YOUR OBJECTIVE: Starting at the line that contains "find blue sky" and ending at the last of the items, give those lines again, changing "red" to "crimson" and leaving everything else the same.

--

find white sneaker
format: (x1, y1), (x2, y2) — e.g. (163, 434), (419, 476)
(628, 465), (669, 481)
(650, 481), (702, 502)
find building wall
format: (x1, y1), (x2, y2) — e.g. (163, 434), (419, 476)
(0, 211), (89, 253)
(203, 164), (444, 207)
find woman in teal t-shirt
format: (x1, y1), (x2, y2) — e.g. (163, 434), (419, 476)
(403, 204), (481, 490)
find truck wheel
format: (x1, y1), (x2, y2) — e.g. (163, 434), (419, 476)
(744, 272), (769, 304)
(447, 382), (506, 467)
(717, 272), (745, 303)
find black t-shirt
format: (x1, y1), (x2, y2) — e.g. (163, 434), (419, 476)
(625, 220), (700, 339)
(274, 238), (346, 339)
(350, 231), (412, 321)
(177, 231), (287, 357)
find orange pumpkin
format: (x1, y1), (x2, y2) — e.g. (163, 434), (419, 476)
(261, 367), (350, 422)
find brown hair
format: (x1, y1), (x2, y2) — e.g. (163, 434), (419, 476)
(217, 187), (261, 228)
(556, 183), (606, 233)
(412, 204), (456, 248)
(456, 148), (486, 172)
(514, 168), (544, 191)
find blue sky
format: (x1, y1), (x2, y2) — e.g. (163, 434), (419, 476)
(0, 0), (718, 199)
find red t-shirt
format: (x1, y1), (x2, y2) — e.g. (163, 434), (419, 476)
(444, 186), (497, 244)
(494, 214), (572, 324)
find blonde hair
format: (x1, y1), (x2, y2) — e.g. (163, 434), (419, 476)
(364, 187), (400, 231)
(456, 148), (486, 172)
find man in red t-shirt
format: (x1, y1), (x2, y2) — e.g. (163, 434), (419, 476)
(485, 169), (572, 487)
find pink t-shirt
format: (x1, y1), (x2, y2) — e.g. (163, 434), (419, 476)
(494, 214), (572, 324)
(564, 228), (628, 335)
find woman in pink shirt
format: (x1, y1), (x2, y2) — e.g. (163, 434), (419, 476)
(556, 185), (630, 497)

--

EXPECTED ANSWER:
find blue sky
format: (x1, y1), (x2, y2) — e.g. (163, 434), (419, 476)
(0, 0), (718, 199)
find crimson t-shirt
format: (x1, y1), (x2, y2) — e.g. (163, 434), (419, 476)
(444, 186), (497, 244)
(494, 214), (572, 324)
find blonde hair
format: (x1, y1), (x2, y2) — e.g. (163, 434), (419, 476)
(364, 187), (400, 231)
(456, 148), (486, 172)
find man in crimson t-shirt
format: (x1, y1), (x2, y2) — e.g. (163, 434), (419, 476)
(485, 169), (572, 487)
find pink t-shirt
format: (x1, y1), (x2, y2) — e.g. (163, 434), (419, 476)
(494, 214), (572, 324)
(564, 228), (628, 335)
find woman in pink shirt
format: (x1, y1), (x2, y2) — e.g. (163, 434), (419, 476)
(556, 185), (630, 497)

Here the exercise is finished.